Job item - Please identify every line in the material below that contains the string "positive", and copy each of those lines.

START Material provided

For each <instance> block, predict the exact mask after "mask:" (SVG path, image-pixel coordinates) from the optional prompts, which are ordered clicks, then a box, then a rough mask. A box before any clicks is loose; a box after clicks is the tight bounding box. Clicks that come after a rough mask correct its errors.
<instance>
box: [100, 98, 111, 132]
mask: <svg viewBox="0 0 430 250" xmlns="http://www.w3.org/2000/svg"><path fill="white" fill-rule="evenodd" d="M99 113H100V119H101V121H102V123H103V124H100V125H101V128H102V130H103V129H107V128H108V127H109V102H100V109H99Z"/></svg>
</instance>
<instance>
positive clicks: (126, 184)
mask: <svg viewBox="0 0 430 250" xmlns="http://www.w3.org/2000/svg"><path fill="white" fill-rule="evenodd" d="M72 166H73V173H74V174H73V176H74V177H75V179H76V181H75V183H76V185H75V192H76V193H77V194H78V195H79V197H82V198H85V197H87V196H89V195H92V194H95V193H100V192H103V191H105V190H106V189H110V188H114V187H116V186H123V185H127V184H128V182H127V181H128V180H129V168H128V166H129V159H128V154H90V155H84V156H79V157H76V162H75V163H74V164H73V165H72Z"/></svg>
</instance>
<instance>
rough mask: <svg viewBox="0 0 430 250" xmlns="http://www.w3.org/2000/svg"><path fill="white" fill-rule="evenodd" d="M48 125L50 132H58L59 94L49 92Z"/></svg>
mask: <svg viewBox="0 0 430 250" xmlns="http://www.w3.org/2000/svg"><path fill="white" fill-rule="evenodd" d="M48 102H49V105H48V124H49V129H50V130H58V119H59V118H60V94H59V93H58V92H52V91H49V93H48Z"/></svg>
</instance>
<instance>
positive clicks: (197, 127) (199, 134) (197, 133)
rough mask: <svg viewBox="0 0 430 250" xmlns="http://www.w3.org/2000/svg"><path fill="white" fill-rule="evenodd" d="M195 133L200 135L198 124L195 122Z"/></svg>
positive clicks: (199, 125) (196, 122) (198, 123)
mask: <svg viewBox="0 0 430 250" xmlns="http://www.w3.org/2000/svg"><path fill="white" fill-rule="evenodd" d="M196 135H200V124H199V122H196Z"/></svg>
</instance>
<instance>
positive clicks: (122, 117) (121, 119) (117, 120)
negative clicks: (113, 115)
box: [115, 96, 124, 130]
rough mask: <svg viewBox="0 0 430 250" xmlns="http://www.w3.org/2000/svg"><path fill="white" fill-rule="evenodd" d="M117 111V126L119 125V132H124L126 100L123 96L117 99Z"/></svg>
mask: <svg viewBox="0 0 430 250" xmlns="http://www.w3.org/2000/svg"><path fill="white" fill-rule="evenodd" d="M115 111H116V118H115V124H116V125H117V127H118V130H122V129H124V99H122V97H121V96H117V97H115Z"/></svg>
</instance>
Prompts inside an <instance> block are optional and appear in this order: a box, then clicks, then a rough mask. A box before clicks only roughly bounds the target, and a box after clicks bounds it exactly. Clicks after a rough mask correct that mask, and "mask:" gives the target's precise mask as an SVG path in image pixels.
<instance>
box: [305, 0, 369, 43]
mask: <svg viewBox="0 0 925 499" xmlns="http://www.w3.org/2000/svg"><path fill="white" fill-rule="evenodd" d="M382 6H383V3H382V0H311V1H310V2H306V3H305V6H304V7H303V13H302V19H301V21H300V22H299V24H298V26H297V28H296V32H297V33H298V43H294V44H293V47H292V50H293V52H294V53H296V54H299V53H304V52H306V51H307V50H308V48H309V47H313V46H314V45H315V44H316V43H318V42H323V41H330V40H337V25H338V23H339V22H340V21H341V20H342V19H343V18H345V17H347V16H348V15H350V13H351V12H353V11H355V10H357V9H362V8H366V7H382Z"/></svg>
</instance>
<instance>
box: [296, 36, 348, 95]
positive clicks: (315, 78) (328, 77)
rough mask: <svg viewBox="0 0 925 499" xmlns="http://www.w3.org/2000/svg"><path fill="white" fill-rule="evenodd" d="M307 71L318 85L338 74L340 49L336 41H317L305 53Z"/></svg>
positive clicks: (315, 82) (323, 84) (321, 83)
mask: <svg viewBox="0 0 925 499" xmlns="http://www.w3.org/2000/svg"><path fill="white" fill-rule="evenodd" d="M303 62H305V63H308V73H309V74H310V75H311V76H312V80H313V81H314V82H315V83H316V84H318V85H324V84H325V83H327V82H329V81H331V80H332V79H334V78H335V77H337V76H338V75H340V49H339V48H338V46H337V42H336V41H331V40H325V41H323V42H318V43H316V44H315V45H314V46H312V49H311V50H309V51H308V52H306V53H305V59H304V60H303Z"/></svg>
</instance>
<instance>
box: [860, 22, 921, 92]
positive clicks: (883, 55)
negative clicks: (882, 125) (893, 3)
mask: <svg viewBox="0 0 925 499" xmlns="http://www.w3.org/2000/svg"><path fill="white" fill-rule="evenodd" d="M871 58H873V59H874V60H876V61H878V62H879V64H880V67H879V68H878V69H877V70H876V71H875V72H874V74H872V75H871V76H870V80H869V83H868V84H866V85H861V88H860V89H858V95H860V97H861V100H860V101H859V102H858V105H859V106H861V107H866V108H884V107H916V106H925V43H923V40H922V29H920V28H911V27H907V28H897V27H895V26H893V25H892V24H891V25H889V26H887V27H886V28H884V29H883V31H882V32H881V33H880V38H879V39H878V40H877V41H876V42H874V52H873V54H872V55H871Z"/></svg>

END Material provided

Written reply -
positive clicks: (126, 184)
positive clicks: (197, 127) (199, 134) (197, 133)
positive clicks: (199, 125) (196, 122) (198, 123)
positive clicks: (122, 117) (121, 119) (117, 120)
positive clicks: (315, 78) (328, 77)
positive clicks: (315, 82) (323, 84) (321, 83)
positive clicks: (883, 55)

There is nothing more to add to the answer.